Copy every one of the records below word for word, keeping each line as it appears.

····················

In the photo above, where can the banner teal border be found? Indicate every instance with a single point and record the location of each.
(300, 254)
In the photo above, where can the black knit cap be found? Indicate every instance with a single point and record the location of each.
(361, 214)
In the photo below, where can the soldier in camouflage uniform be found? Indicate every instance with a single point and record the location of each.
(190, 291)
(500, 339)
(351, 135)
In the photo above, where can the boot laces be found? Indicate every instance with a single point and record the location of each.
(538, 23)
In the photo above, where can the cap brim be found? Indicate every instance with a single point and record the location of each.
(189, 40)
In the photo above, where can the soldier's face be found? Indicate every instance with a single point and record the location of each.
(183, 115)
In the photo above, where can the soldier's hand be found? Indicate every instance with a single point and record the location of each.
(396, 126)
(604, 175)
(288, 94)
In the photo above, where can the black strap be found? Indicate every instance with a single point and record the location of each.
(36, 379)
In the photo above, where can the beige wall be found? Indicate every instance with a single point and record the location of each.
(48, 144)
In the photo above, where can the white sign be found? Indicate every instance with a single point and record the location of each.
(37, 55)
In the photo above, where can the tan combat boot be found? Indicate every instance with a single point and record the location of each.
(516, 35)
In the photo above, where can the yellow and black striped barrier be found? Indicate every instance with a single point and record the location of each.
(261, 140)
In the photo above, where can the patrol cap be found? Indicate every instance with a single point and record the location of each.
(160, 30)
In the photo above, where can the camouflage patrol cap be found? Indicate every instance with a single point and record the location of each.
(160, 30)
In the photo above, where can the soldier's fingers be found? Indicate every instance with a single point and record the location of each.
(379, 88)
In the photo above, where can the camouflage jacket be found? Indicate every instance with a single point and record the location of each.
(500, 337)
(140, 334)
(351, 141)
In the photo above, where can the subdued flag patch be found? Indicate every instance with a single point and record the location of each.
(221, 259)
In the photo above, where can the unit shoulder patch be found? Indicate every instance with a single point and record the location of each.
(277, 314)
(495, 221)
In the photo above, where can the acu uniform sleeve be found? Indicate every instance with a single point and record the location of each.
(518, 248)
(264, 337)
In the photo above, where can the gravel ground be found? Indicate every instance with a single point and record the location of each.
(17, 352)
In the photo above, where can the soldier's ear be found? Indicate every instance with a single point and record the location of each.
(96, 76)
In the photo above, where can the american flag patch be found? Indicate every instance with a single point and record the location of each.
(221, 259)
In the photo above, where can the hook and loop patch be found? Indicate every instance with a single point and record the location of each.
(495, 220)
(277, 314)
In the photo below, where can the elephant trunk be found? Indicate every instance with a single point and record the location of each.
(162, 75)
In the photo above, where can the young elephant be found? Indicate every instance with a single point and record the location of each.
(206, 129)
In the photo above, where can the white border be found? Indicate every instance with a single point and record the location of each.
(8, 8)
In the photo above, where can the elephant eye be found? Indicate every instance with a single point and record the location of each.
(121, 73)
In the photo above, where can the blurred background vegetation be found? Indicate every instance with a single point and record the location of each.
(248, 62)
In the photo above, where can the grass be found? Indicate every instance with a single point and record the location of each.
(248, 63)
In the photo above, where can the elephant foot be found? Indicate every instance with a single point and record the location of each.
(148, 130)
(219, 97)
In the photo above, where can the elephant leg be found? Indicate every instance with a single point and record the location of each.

····················

> [Result]:
In the photo above, where can the banner teal border be found? Indicate every instance with a single point and record the location of each.
(300, 254)
In the photo above, where can the black knit cap be found? Indicate every instance with a single point and record the location of each.
(361, 214)
In the photo below, where can the soldier in camouflage uniform be found? Indicate every instance with a single point and record the location of each.
(190, 291)
(500, 339)
(351, 135)
In the photo above, where can the boot laces be found? Indicate every instance with a single point and record the location of each.
(538, 23)
In the photo above, where can the cap brim be found? Indicate every instance with a single point and record the location of each.
(189, 40)
In the photo above, where can the soldier's face be found? Indicate every instance with a single point and record the location of each.
(183, 115)
In the photo above, where can the soldier's hand be found? Indicate every instance with a single point and record the location of each.
(396, 126)
(604, 175)
(288, 94)
In the photo above, where can the black strap be found? Indicate every instance with a single point and record the location of each.
(36, 379)
In the photo above, where can the beige wall be found? Indicate every instance with a single point and record the location of each.
(48, 144)
In the photo above, where can the white sign be found? Indicate every instance with a single point and record the location of each.
(37, 55)
In the photo above, where can the tan combat boot be found? Indicate every instance with a single point and record the location of each.
(516, 35)
In the photo above, where can the yellow and black striped barrier be found? Indicate every instance with a single point and record the location of each.
(261, 140)
In the photo above, where can the patrol cap be found? Indicate every instance with a single point and record the location of each.
(160, 30)
In the photo above, where can the camouflage patrol cap be found? Indicate every instance with a single point and record the location of each.
(160, 30)
In the photo above, where can the soldier's fingers be found? Indicate every instance with a single point and record the location of each.
(379, 88)
In the photo above, where can the camouflage jacket be found? Indicate every instance with a single point and record the location of each.
(500, 337)
(140, 334)
(351, 141)
In the photo above, where can the subdued flag patch be found? Indicate every instance with a single point and record the location of each.
(221, 259)
In the photo above, where can the unit shoulder patch be found? Indicate every instance with a single point and record the location of each.
(277, 314)
(495, 221)
In the photo above, where can the acu uniform sleeve be found? Indicate every instance with a single point and record the location of each.
(518, 248)
(264, 337)
In the photo above, where can the gravel ground be found? Indicate every instance with a single point and record the location of each.
(17, 352)
In the photo above, where can the soldier's ear be found? Indicate every instance with a single point and record the location of each.
(96, 76)
In the photo above, where can the american flag patch be found? Indicate every instance with a single point and record the location of each.
(221, 259)
In the photo above, where can the hook and loop patch be found? Indicate every instance with a single point and record the location of each.
(495, 220)
(277, 314)
In the photo below, where can the elephant trunk be found? Indicate every instance with a single point and record the location of each.
(162, 75)
In the photo above, where can the young elephant be found? Indicate every instance with a single point and record the location of each.
(206, 129)
In the photo above, where can the white border be found? Indicate every instance with a single point and record the location of each.
(8, 8)
In the photo above, where can the elephant eye be found? Indicate every instance with a single point and record the location of each.
(121, 73)
In the photo above, where can the blurred background vegetation be found? Indicate every instance with a single point and record the location of each.
(248, 62)
In the photo above, where can the grass be found? Indicate every instance with a single point and record the location of each.
(248, 63)
In the photo above, where can the elephant foot be found? Indicate every instance with a single point and record the location of each.
(148, 130)
(219, 97)
In the photo above, where can the elephant leg be found? Indicate every instance with a single point and record the location of each.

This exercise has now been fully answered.